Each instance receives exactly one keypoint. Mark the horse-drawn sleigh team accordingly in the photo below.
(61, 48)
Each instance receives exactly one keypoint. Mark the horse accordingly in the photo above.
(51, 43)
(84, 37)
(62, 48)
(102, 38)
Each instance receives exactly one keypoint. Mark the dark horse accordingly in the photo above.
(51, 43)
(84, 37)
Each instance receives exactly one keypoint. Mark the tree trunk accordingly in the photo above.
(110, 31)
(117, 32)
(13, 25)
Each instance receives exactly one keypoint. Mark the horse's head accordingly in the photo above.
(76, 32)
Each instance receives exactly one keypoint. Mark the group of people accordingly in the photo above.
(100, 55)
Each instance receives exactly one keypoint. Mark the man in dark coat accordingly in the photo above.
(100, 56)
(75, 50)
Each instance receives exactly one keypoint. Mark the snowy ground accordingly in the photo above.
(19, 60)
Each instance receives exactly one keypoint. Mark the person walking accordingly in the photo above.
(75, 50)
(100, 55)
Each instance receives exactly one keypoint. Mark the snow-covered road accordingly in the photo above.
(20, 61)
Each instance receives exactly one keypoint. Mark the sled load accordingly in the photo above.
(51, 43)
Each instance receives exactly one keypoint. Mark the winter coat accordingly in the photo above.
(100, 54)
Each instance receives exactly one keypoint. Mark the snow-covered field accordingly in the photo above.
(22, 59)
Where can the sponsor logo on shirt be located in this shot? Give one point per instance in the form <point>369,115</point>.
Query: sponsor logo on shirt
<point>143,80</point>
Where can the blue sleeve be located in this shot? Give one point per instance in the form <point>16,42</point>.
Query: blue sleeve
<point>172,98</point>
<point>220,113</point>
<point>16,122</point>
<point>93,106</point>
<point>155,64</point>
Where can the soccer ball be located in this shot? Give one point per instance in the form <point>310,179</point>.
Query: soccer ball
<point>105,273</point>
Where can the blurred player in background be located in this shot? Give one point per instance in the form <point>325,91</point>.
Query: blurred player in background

• • •

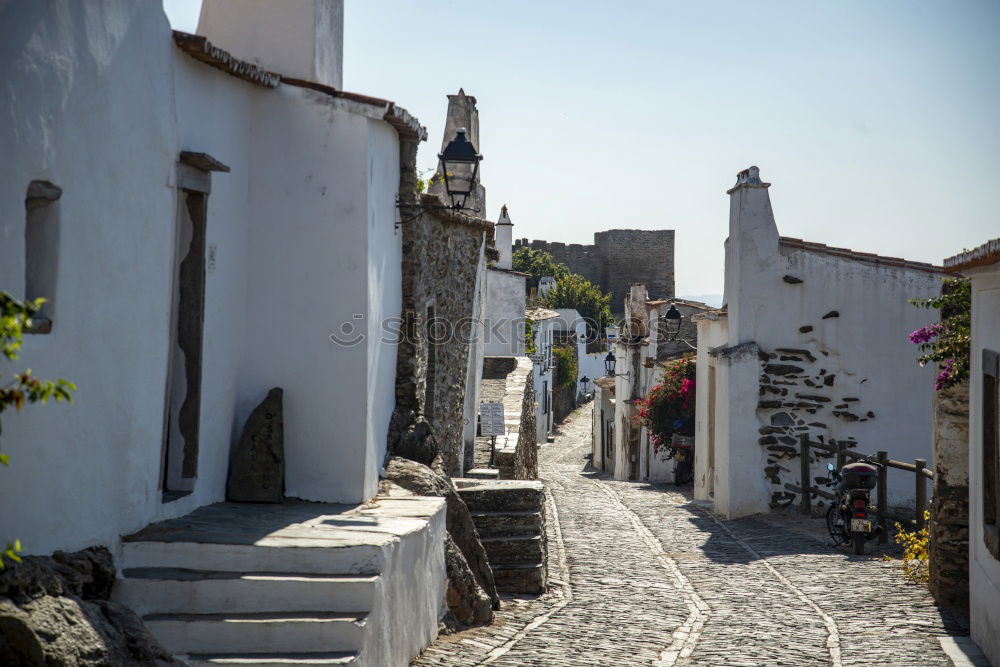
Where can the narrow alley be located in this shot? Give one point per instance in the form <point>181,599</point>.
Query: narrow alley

• • •

→ **TASK PROMPT**
What do the lines above say from the one containing "Query: soccer ball" down to the one containing "Query: blurred player in background"? Return them exactly, both end lines included, and only them.

→ **OUTPUT OF THE TASK**
Query: soccer ball
<point>105,273</point>
Where can the blurred player in background be located in this shot? Give one point per instance in the form <point>325,91</point>.
Query: blurred player in background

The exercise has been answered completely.